*What to work on*
Pull out the lines starting at the one that contains "</instance>" and ending at the last line of the records below, both ends included. Repeat them word for word.

[Source data]
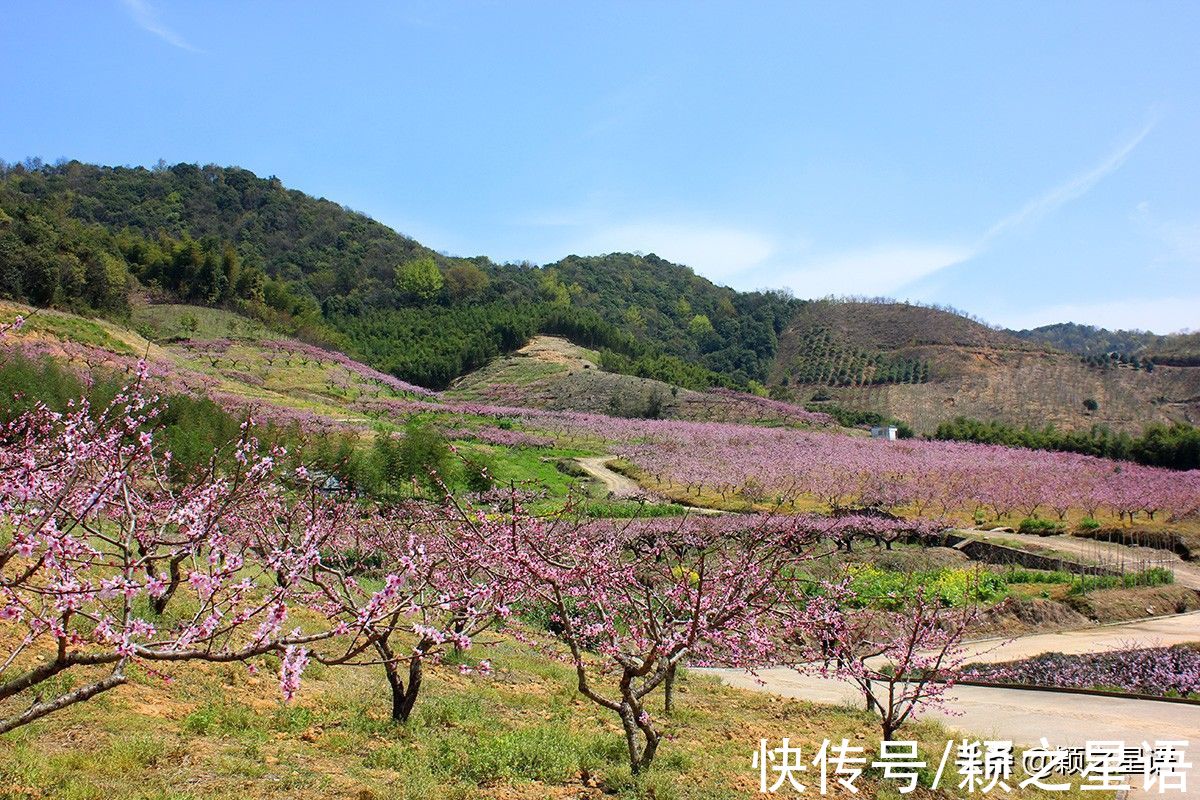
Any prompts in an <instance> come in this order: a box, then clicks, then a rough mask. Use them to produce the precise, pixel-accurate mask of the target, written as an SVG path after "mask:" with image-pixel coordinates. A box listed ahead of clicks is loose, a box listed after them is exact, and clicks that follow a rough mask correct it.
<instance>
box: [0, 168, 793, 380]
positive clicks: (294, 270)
mask: <svg viewBox="0 0 1200 800" xmlns="http://www.w3.org/2000/svg"><path fill="white" fill-rule="evenodd" d="M137 294H145V295H149V296H150V297H151V299H155V297H158V299H163V300H178V301H182V302H190V303H197V305H209V306H222V307H228V308H233V309H235V311H239V312H240V313H244V314H247V315H251V317H256V318H258V319H262V320H263V321H266V323H268V324H270V325H272V326H275V327H277V329H281V330H283V331H284V332H287V333H292V335H296V336H300V337H302V338H307V339H310V341H316V342H318V343H323V344H330V345H334V347H337V348H341V349H344V350H347V351H349V353H350V354H352V355H355V356H359V357H361V359H365V360H367V361H370V362H371V363H373V365H374V366H377V367H379V368H382V369H385V371H389V372H392V373H395V374H396V375H398V377H401V378H403V379H406V380H410V381H413V383H418V384H422V385H426V386H431V387H442V386H445V385H448V384H449V383H450V381H451V380H452V379H454V378H456V377H458V375H461V374H463V373H466V372H468V371H470V369H474V368H476V367H479V366H481V365H484V363H486V362H487V361H488V360H490V359H492V357H494V356H496V355H498V354H500V353H505V351H510V350H512V349H516V348H517V347H521V345H522V344H523V343H524V342H526V341H528V338H529V337H530V336H533V335H534V333H536V332H539V331H544V332H552V333H559V335H564V336H568V337H570V338H572V339H575V341H577V342H578V343H581V344H586V345H589V347H595V348H599V349H601V350H602V355H604V359H605V366H606V367H608V368H610V369H616V371H623V372H631V373H635V374H642V375H646V377H653V378H659V379H662V380H667V381H670V383H674V384H679V385H684V386H708V385H732V386H746V385H749V383H750V381H752V380H764V379H766V377H767V373H768V371H769V366H770V362H772V360H773V357H774V354H775V348H776V337H778V335H779V332H780V331H782V329H784V326H785V325H786V323H787V320H788V319H790V317H791V314H792V312H793V309H794V307H796V306H797V305H798V302H797V301H794V300H792V299H790V297H788V296H785V295H782V294H775V293H736V291H733V290H731V289H726V288H721V287H716V285H714V284H713V283H710V282H709V281H707V279H704V278H702V277H698V276H696V275H695V273H694V272H692V271H691V270H689V269H688V267H684V266H679V265H676V264H671V263H668V261H665V260H662V259H660V258H656V257H655V255H646V257H641V255H630V254H610V255H605V257H598V258H578V257H569V258H565V259H563V260H562V261H559V263H557V264H552V265H547V266H542V267H538V266H533V265H529V264H496V263H493V261H492V260H490V259H488V258H486V257H476V258H454V257H448V255H444V254H439V253H437V252H434V251H432V249H430V248H428V247H425V246H422V245H421V243H419V242H416V241H414V240H413V239H409V237H407V236H403V235H401V234H397V233H396V231H394V230H391V229H390V228H388V227H386V225H383V224H380V223H378V222H376V221H373V219H371V218H370V217H367V216H365V215H361V213H358V212H355V211H352V210H349V209H346V207H343V206H341V205H338V204H336V203H332V201H329V200H325V199H317V198H313V197H310V196H307V194H304V193H302V192H298V191H294V190H288V188H286V187H284V186H283V185H282V184H281V182H280V181H278V180H277V179H275V178H270V179H262V178H258V176H256V175H254V174H253V173H250V172H247V170H245V169H239V168H234V167H214V166H206V167H198V166H194V164H176V166H174V167H164V166H163V167H158V168H155V169H145V168H126V167H96V166H90V164H83V163H79V162H73V161H72V162H67V163H62V164H55V166H46V164H41V163H37V162H26V163H25V164H17V166H0V296H4V297H11V299H14V300H23V301H28V302H32V303H35V305H53V306H60V307H65V308H68V309H72V311H82V312H100V313H104V314H109V315H116V317H120V315H122V314H125V313H127V309H128V303H130V300H131V297H132V296H134V295H137Z"/></svg>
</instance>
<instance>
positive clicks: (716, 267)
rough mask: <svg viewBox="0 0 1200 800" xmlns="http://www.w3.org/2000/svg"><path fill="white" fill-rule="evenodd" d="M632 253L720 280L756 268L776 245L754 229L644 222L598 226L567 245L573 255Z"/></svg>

*Solution to this task*
</instance>
<instance>
positive clicks: (716, 267)
rough mask: <svg viewBox="0 0 1200 800" xmlns="http://www.w3.org/2000/svg"><path fill="white" fill-rule="evenodd" d="M632 253L720 280L756 268L776 245L754 229L644 222L598 226L567 245L573 255Z"/></svg>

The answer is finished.